The complete set of records below must be repeated precisely as given.

Referring expression data
----------------

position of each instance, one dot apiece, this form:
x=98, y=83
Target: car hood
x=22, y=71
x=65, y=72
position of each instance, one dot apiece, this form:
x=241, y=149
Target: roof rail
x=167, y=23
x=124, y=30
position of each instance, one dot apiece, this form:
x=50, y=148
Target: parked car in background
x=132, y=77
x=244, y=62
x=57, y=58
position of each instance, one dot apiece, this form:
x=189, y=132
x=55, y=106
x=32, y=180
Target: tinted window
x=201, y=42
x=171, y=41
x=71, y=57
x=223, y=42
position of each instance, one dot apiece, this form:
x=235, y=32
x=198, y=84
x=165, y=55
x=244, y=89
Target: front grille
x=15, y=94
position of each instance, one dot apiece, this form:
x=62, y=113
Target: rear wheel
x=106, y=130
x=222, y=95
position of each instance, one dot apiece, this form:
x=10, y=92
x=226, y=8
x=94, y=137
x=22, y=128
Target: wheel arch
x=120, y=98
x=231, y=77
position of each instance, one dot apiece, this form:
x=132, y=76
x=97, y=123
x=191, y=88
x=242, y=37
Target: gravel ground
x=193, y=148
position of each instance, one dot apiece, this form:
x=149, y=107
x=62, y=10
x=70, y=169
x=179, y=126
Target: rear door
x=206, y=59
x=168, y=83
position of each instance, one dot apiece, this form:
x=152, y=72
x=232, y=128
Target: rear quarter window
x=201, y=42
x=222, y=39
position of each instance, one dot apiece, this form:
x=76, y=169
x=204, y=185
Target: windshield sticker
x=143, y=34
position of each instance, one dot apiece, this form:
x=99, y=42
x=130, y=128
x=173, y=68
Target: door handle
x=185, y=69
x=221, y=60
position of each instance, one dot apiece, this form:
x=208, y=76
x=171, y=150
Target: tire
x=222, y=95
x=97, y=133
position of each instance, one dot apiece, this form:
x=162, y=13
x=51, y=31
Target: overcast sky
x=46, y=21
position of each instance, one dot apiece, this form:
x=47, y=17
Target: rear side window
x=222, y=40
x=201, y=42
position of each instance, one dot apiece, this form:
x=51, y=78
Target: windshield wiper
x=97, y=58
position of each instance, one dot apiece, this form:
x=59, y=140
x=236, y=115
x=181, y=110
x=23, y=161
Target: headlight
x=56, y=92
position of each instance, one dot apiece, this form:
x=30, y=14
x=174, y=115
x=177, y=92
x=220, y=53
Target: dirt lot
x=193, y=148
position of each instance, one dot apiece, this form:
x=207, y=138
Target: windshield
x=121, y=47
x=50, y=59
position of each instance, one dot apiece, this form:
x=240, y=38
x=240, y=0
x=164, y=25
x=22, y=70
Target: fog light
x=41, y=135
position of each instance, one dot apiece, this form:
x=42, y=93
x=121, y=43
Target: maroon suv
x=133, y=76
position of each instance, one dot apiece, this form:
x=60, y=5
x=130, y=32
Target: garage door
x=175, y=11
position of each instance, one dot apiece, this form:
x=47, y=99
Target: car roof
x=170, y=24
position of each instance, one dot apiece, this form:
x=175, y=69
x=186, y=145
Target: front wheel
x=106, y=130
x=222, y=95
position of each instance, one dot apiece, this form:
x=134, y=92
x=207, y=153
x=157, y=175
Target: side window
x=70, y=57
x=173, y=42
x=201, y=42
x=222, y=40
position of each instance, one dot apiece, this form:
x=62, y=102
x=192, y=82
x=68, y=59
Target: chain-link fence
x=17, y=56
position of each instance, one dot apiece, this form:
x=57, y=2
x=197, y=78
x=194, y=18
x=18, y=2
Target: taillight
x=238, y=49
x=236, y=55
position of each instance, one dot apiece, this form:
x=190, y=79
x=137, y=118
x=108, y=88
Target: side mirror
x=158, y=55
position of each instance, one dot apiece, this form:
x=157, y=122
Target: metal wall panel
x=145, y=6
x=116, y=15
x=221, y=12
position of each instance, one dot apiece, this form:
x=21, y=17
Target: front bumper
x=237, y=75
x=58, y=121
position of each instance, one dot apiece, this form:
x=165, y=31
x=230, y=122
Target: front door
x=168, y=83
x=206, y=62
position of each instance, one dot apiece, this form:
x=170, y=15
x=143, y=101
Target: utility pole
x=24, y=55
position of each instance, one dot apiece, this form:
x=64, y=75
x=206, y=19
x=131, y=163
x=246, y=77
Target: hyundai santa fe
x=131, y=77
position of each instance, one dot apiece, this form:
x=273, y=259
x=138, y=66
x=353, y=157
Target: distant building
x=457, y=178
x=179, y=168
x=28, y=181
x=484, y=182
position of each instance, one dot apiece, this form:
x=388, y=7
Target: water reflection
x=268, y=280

----------------

WRITTEN ANSWER:
position of each instance, one dot apiece, this form:
x=98, y=83
Target: car hood
x=22, y=71
x=65, y=72
position of each instance, one dot apiece, this form:
x=241, y=149
Target: roof rail
x=167, y=23
x=124, y=30
position of each instance, one dot apiece, this form:
x=50, y=148
Target: parked car in background
x=132, y=77
x=244, y=62
x=57, y=58
position of each instance, one dot apiece, this form:
x=189, y=132
x=55, y=106
x=32, y=180
Target: tinted window
x=201, y=42
x=171, y=41
x=71, y=57
x=223, y=42
position of each instance, one dot apiece, this form:
x=235, y=32
x=198, y=84
x=165, y=55
x=244, y=89
Target: front grille
x=15, y=94
position of each instance, one dot apiece, this form:
x=62, y=113
Target: rear wheel
x=106, y=130
x=222, y=95
position of each instance, one dot apiece, this form:
x=10, y=92
x=226, y=8
x=94, y=137
x=22, y=128
Target: wheel arch
x=120, y=98
x=231, y=77
position of each instance, one dot apiece, this form:
x=132, y=76
x=97, y=123
x=191, y=88
x=242, y=37
Target: gravel ground
x=193, y=148
position of each instance, one dot apiece, this form:
x=149, y=107
x=62, y=10
x=70, y=169
x=179, y=126
Target: rear door
x=206, y=59
x=168, y=83
position of each instance, one dot apiece, this form:
x=152, y=72
x=232, y=128
Target: rear quarter window
x=201, y=42
x=222, y=39
position of each instance, one dot apiece, this form:
x=76, y=169
x=204, y=185
Target: windshield sticker
x=143, y=34
position of each instance, one dot apiece, this form:
x=99, y=42
x=130, y=128
x=173, y=68
Target: door handle
x=185, y=69
x=221, y=60
position of each instance, one dot apiece, this form:
x=208, y=76
x=171, y=150
Target: tire
x=222, y=95
x=97, y=133
position of each instance, one dot apiece, this form:
x=162, y=13
x=51, y=31
Target: overcast sky
x=46, y=21
position of each instance, one dot apiece, this form:
x=47, y=17
Target: rear side window
x=222, y=40
x=201, y=42
position of each instance, one dot apiece, this form:
x=51, y=78
Target: windshield wiper
x=97, y=58
position of each instance, one dot apiece, this form:
x=59, y=140
x=236, y=115
x=181, y=110
x=23, y=161
Target: headlight
x=56, y=92
position of each instance, one dot apiece, this form:
x=30, y=14
x=174, y=115
x=177, y=92
x=220, y=53
Target: dirt lot
x=193, y=148
position of each instance, one dot apiece, this form:
x=207, y=138
Target: windshield
x=121, y=47
x=50, y=59
position of each instance, one dot apiece, this form:
x=240, y=38
x=240, y=0
x=164, y=25
x=22, y=70
Target: fog light
x=41, y=135
position of each instance, one dot apiece, this form:
x=42, y=93
x=121, y=43
Target: maroon suv
x=133, y=76
position of each instance, one dot apiece, this form:
x=60, y=5
x=130, y=32
Target: garage door
x=175, y=11
position of each instance, one dot apiece, this form:
x=47, y=99
Target: car roof
x=170, y=24
position of each instance, one dot apiece, this form:
x=175, y=69
x=186, y=145
Target: front wheel
x=106, y=130
x=222, y=95
position of each instance, one dot apiece, this form:
x=134, y=92
x=207, y=153
x=157, y=175
Target: side window
x=70, y=57
x=173, y=42
x=201, y=42
x=222, y=40
position of each instance, one dot apiece, this form:
x=62, y=102
x=192, y=82
x=68, y=59
Target: chain-link fence
x=17, y=56
position of each instance, one dot apiece, this form:
x=57, y=2
x=197, y=78
x=194, y=18
x=18, y=2
Target: taillight
x=238, y=49
x=236, y=55
position of each instance, one dot apiece, this form:
x=190, y=79
x=137, y=118
x=108, y=88
Target: side mirror
x=158, y=55
position of each instance, one dot apiece, this form:
x=157, y=122
Target: metal wall panel
x=145, y=6
x=116, y=15
x=221, y=12
position of each instance, one dot apiece, this form:
x=21, y=17
Target: front bumper
x=237, y=75
x=58, y=121
position of each instance, one dot apiece, this form:
x=165, y=31
x=230, y=122
Target: front door
x=168, y=83
x=206, y=62
position of each instance, one dot apiece, this form:
x=170, y=15
x=143, y=101
Target: utility pole
x=24, y=55
position of each instance, one dot apiece, this form:
x=64, y=75
x=206, y=19
x=131, y=163
x=246, y=77
Target: hyundai santa fe
x=131, y=77
position of each instance, one dot apiece, this form:
x=273, y=259
x=138, y=66
x=353, y=157
Target: distant building
x=457, y=178
x=179, y=168
x=28, y=181
x=484, y=182
position of each instance, one dot apiece, this form:
x=388, y=7
Target: water reflection
x=268, y=280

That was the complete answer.